**AIM OF THE EXERCISE**:
All of the data is to be set down again without any alteration.
+++ EXERCISE MATERIAL
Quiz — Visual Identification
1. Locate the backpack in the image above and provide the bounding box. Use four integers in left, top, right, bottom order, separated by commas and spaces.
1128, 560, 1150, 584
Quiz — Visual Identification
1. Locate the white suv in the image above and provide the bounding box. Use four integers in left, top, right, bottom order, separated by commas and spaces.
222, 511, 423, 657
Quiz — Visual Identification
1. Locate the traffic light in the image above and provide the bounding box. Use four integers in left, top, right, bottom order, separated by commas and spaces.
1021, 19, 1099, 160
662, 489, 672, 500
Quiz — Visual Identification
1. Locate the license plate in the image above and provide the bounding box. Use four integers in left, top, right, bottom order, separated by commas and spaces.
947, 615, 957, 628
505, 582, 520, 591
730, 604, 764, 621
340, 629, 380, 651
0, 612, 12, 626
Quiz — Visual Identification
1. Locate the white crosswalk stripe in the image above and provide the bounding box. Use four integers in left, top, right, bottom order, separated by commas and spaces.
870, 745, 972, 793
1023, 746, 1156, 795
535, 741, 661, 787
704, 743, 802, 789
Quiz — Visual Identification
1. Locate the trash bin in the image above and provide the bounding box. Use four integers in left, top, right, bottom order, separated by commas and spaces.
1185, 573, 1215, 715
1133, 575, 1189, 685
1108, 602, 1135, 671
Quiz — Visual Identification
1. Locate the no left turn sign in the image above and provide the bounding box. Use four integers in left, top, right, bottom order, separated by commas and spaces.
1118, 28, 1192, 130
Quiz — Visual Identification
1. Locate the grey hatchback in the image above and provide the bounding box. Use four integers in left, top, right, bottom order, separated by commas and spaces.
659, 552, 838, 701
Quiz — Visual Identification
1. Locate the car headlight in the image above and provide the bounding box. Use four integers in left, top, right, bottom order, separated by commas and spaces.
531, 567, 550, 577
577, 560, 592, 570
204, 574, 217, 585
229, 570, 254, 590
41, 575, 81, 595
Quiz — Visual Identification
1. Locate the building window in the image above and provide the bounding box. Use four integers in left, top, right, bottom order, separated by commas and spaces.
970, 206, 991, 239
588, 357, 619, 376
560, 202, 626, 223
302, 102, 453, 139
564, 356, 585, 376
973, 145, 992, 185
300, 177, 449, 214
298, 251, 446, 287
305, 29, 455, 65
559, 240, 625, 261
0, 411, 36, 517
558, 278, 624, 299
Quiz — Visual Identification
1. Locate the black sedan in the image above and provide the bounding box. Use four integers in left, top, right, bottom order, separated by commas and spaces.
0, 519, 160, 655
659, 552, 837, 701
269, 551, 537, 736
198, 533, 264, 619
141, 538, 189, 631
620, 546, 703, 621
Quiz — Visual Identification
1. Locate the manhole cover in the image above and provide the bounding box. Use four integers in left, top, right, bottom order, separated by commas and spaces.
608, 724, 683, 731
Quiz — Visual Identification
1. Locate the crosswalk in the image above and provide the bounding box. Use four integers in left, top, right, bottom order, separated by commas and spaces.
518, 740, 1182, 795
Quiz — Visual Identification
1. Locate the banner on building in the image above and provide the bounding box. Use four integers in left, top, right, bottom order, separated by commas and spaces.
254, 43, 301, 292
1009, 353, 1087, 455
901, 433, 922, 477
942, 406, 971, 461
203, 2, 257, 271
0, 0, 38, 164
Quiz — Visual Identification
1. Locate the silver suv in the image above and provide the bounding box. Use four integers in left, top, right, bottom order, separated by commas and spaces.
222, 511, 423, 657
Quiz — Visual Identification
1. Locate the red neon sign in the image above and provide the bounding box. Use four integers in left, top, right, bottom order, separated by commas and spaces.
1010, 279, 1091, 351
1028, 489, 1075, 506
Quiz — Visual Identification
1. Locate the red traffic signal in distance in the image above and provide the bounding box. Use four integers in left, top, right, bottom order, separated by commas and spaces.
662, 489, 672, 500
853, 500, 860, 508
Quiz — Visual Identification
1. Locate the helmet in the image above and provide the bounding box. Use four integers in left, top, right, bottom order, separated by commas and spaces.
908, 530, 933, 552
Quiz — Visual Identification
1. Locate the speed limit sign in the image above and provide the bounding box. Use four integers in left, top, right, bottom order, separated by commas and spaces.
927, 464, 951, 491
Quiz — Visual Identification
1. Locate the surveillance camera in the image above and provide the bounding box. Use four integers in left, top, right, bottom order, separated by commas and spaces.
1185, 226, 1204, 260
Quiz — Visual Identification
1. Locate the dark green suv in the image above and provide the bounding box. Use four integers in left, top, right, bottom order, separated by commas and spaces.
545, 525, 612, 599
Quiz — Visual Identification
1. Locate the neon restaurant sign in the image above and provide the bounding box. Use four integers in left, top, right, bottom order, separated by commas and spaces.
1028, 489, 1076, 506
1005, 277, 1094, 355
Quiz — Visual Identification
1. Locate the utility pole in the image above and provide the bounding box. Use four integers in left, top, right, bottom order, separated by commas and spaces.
++++++
**OUTPUT OF THE EXERCISE**:
Quiz — Visual Identification
1. Locate the backpack in the image above and provide the bounding box. Use four integers in left, top, right, bottom order, separated by commas and spaces.
1128, 560, 1150, 584
Quiz — Visual Identification
1. Locate the white suv in the image above and provide the bounding box. Use four integers in left, top, right, bottom order, separated by commas and spaces.
222, 511, 423, 657
Quiz — Visual Identification
1. Locate the traffic light in the image above and provide the bounding box. Use four integers in left, top, right, bottom order, separated by commas and spaces.
1021, 19, 1099, 160
662, 489, 672, 500
Quiz — Visual Identification
1. Locate the license plate in the image above and provide the bounding box. Use four integers in left, top, right, bottom order, separated by commas and spaces.
947, 615, 957, 628
505, 582, 520, 591
730, 604, 764, 621
340, 629, 380, 651
0, 612, 12, 626
Quiz — Visual Identification
1. Locate the white crosswalk stripe in the image above and provide the bounding box. Use four integers in left, top, right, bottom order, separated by commas and spaces.
870, 745, 972, 793
1023, 746, 1156, 795
535, 741, 661, 787
704, 743, 802, 789
Quiz — Visual Identification
1. Locate the trash bin in the image above and provide the bounding box. Use four integers in left, top, right, bottom order, separated by commas and spaces.
1185, 573, 1215, 715
1133, 575, 1189, 685
1108, 602, 1135, 671
Quiz — Visual Identification
1. Locate the no left turn sign in the image above and provide the bounding box. Use four integers in left, top, right, bottom order, separated by commas and spaces.
1118, 28, 1192, 130
Quiz — Visual Identification
1. Locate the grey hatchback in the image above and provide the bounding box. Use four integers in left, top, right, bottom order, separated by commas and spaces.
659, 552, 838, 701
Quiz — Visual Identification
1. Locate the car headlight in the image above and provide the bounding box. Use four integers in left, top, right, bottom order, separated by commas and spaces.
531, 567, 550, 577
577, 560, 592, 570
204, 574, 217, 585
229, 570, 254, 590
41, 575, 81, 595
Quiz — Visual Identification
1. Locate the building window in the image above and provide the bounding box. Use four integers in left, top, right, bottom order, separated by commas and spaces.
970, 206, 991, 239
588, 357, 619, 376
560, 202, 626, 223
302, 102, 453, 139
564, 356, 585, 376
973, 145, 992, 185
300, 177, 449, 214
298, 251, 446, 287
305, 29, 455, 65
559, 240, 625, 261
0, 411, 36, 517
558, 278, 624, 299
Quiz — Visual Identification
1. Locate the black sedan in the image above and provide the bounding box. Use four integers in left, top, right, bottom order, separated by commas and spaces.
0, 519, 160, 655
659, 552, 837, 701
269, 551, 537, 736
198, 533, 264, 619
141, 538, 189, 631
620, 546, 703, 621
Quiz — Visual Identification
1. Locate the manhole cover in the image above and provide the bounding box. Use four integers in left, top, right, bottom order, separated by commas and spaces.
608, 724, 683, 731
Quiz — Visual Identification
1. Locate the crosswalk in the image above and provide the bounding box. Use four integers in left, top, right, bottom order, separated by commas and spaces.
518, 740, 1182, 795
Quiz — Visual Identification
1. Locate the banner on building in the image above and provide the bounding box. Use four integers in left, top, right, bottom order, separated by commas and spaces.
254, 43, 301, 292
1009, 353, 1087, 455
901, 433, 922, 477
942, 406, 971, 461
203, 2, 257, 271
0, 0, 38, 164
Quiz — Visual Identification
1. Locate the silver suv in the image above and provide the bounding box. Use four integers in left, top, right, bottom order, separated by commas and spaces.
222, 511, 423, 657
Quiz — Visual Identification
1. Locate the red neon sign in the image above and provide the bounding box. Use four integers in left, top, right, bottom order, separated by commas and spaces.
1010, 279, 1091, 351
1028, 489, 1075, 506
Quiz — Visual Identification
1. Locate the red traffic signal in distance in the image above and provide the bounding box. Use four integers in left, top, right, bottom order, separated by commas and spaces.
662, 489, 672, 500
853, 500, 860, 508
Quiz — Visual Identification
1. Locate the helmet in the image above and provide the bounding box. Use four integers in left, top, right, bottom order, separated by commas and spaces.
908, 530, 933, 552
Quiz — Visual Identification
1. Locate the speed limit sign in the image above and provide the bounding box. Use four integers in left, top, right, bottom order, separated by commas and spaces.
927, 464, 951, 491
Quiz — Visual Identification
1. Locate the surveillance camera in the image above and provide the bounding box. Use four integers in left, top, right, bottom order, separated by commas and spaces.
1185, 226, 1204, 260
Quiz — Visual Identification
1. Locate the dark green suv in the image above and provide the bounding box. Use four integers in left, top, right, bottom order, separated by commas and spaces.
545, 525, 612, 599
Quiz — Visual Identification
1. Locate the neon restaurant sign in the image above and provide the bounding box. Use four integers in left, top, right, bottom order, separated by commas and spaces.
1028, 489, 1076, 506
1005, 277, 1094, 355
Quiz — Visual Identification
1. Locate the utility pole in the image above and provide the bounding box. Use four integers in left, top, right, bottom order, separated by commas and spaces.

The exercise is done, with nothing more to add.